- [Seçilmiş Metin]
^^^^
GENEL KURUL KONUŞMASI
Konu: 14 Kasım Ahıska Türklerinin sürgününün 72'nci yıl dönümüne ilişkin gündem dışı konuşması
Yasama Yılı:2
Birleşim:20
Tarih:15.11.2016

SALİM USLU (Çorum) - Değerli milletvekilleri, Ahıska sürgününün 72'nci yıl dönümünde sizleri saygıyla selamlıyorum. Büyük sürgünde hayatını kaybedenleri rahmetle anıyorum.

Ayrıca bugün, bağımsız Filistin devletinin ve Kuzey Kıbrıs Türk Cumhuriyeti'nin kuruluşlarının yıl dönümüdür. Her iki ülkeyi de kutluyorum, iki ülke halklarına esenlikler diliyorum. Her iki ülkeye ambargo uygulayanlar bilmelidir ki ambargo, ülkeleri değil, halkı cezalandırmaktadır. Bu eşitsizlik, bilerek ve isteyerek barışı da geciktirmektedir.

Bilindiği üzere, 14-15 Kasım 1944 gecesi Ahıska Türkleri, diktatör Stalin'in talimatıyla hayvan ve yük taşımacılığında kullanılan tren vagonlarına doldurularak Sibirya steplerine doğru sürgüne gönderilmiştir. Gidenlere "Sizi güvenli bir yere göndereceğiz.", kayıtlarda da "Hitler faşizmiyle iş birliği yapanlar." yalanıyla, Kırım'dan Volga'ya, Volga'dan Çeçenya'ya ve Ahıska'ya kadar milyonlarca insan âdeta intikam sürgününe gönderilmiştir. O günkü Sovyet resmî rakamlarına göre, vagonlarda aç biilaç sürgüne gönderilenlerin yüzde 20'si kayıp gibi gösterilse de yaşanan trajedinin boyutları çok daha vahimdir.

Burada asıl dikkat edilecek husus, rakamlar ve istatistiklerden ziyade yaşanmış acı öykülerdir. O dönemde Türkiye'nin resmî tutumu ya da ilgisizliği insanların canını daha çok acıtmış ama ana vatana olan özlemlerini ve bağlılıklarını hiç tüketmemiştir. Ne yazık ki o günden bu yana Ahıska ile Alaska'yı karıştıran, yakın tarih bilgisinden yoksun birçok yöneticimiz olmuş ama bir avuç Ahıska Türkü seslerini hür dünyaya duyurmak mücadelesinden asla vazgeçmemişlerdir. Avrupa Konseyi ve Türkiye nezdinde girişimlerini sürdüren Vatan Cemiyeti Başkanı merhum Yusuf Selveroğlu ve dava arkadaşlarını rahmetle, şükranla anıyorum.
^^^^
- [Yapılacak İşler]
[1] Ahıska sürgünü konuşmasına göre şu ifadeler metinle uyuşuyor mu: (a) Sürgün, 14-15 Kasım 1944 gecesi Stalin'in talimatıyla gerçekleştirilmiştir. (b) Konuşmacıya göre ambargo halkı değil ülkeleri cezalandırmaktadır. (c) Sovyet resmî rakamlarında sürgün edilenlerin yüzde 20'si kayıp gibi gösterilmektedir. Her biri için evet ya da hayır deyin ve kararı belirleyen sözleri metinden aynen alıntılayın.
[2] Ahıska sürgünü konuşmasındaki şu cümleyi İngilizceye çevirin: "Burada asıl dikkat edilecek husus, rakamlar ve istatistiklerden ziyade yaşanmış acı öykülerdir."
[3] Ahıska sürgünü konuşmasının "GENEL KURUL KONUŞMASI" sözleriyle başlayıp "kaybedenleri rahmetle anıyorum." sözleriyle biten bölümünü hiç değiştirmeden yazıya geçirin.
Kayıtlar bu çalışma için gerekli değildir.

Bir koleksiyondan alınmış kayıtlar
^^^^
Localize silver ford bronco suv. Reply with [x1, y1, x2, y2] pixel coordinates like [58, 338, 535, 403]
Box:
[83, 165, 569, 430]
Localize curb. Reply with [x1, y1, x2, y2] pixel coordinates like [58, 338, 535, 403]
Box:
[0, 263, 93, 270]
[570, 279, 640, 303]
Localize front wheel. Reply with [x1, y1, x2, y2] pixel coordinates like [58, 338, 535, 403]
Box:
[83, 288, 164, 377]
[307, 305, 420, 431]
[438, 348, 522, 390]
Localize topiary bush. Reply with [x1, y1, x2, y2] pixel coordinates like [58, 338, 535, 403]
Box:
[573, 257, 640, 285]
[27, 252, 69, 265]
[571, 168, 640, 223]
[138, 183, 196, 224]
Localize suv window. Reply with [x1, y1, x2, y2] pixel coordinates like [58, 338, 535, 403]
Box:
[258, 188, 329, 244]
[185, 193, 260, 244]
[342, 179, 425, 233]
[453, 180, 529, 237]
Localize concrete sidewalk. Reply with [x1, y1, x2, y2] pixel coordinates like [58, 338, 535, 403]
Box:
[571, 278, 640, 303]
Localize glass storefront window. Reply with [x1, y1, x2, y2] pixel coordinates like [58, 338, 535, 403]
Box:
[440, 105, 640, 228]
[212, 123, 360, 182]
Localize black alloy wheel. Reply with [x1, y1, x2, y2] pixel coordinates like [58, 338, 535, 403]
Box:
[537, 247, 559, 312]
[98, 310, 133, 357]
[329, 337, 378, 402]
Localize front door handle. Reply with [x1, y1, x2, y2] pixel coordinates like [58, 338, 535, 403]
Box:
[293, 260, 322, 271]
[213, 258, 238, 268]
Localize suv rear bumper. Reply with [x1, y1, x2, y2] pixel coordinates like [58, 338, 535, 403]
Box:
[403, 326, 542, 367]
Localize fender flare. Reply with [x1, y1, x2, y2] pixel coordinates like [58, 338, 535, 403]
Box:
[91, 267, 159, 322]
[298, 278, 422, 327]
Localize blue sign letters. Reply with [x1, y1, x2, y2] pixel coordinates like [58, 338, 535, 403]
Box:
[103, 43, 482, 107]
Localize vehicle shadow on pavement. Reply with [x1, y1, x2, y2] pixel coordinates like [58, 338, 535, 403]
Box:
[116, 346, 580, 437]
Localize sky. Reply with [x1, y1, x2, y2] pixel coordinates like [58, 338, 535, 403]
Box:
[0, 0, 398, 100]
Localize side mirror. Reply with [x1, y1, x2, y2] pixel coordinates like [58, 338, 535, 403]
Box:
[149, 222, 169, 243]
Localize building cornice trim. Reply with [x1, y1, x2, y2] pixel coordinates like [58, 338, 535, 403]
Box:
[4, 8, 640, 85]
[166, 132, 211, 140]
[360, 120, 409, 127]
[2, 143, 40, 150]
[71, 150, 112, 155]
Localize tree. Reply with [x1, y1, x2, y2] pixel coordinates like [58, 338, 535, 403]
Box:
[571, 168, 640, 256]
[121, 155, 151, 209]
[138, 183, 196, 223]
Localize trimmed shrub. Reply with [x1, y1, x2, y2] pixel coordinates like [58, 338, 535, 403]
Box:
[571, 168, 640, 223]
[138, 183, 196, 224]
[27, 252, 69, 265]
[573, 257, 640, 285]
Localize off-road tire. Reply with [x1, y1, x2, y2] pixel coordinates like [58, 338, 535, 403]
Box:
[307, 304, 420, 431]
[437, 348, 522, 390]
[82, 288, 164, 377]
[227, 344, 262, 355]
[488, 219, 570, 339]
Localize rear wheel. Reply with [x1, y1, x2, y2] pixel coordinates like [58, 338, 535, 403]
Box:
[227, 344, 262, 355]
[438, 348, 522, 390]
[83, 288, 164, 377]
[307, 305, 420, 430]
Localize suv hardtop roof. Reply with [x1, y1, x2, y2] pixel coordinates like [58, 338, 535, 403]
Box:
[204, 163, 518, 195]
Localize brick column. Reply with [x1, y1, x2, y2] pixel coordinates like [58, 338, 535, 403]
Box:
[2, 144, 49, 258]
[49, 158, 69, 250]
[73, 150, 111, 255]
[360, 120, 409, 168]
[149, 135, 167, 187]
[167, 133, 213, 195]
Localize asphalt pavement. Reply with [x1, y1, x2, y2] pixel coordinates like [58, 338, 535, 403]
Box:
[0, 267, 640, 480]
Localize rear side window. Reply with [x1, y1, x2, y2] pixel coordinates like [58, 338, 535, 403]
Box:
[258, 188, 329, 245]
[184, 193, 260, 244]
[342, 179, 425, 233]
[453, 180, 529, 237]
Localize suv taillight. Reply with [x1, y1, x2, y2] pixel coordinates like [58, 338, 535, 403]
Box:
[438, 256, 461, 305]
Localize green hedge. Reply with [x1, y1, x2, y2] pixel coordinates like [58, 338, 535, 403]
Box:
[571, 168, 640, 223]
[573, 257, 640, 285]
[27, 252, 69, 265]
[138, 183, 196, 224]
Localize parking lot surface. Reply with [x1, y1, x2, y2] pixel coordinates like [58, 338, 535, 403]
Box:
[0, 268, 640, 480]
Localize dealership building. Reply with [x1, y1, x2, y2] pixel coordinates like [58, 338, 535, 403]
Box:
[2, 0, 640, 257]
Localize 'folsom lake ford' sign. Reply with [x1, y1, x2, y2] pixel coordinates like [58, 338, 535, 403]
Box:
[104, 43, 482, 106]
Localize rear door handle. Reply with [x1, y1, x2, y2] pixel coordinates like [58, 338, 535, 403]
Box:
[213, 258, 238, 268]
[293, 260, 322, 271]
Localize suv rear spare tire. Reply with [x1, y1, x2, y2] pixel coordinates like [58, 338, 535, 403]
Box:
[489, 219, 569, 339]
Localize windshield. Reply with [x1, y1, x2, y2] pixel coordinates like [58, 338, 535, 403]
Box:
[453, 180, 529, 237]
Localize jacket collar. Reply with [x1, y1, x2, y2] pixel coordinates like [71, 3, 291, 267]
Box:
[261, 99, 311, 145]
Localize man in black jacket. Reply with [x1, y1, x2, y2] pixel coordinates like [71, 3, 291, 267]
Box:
^^^^
- [Görev Çözümleri]
[1]
(a) Evet: "14-15 Kasım 1944 gecesi Ahıska Türkleri, diktatör Stalin'in talimatıyla"
(b) Hayır: "ambargo, ülkeleri değil, halkı cezalandırmaktadır"
(c) Evet: "vagonlarda aç biilaç sürgüne gönderilenlerin yüzde 20'si kayıp gibi gösterilse de"

[2] The main point to pay attention to here is not so much the figures and statistics as the painful stories that were lived through.

[3]
GENEL KURUL KONUŞMASI
Konu: 14 Kasım Ahıska Türklerinin sürgününün 72'nci yıl dönümüne ilişkin gündem dışı konuşması
Yasama Yılı:2
Birleşim:20
Tarih:15.11.2016

SALİM USLU (Çorum) - Değerli milletvekilleri, Ahıska sürgününün 72'nci yıl dönümünde sizleri saygıyla selamlıyorum. Büyük sürgünde hayatını kaybedenleri rahmetle anıyorum.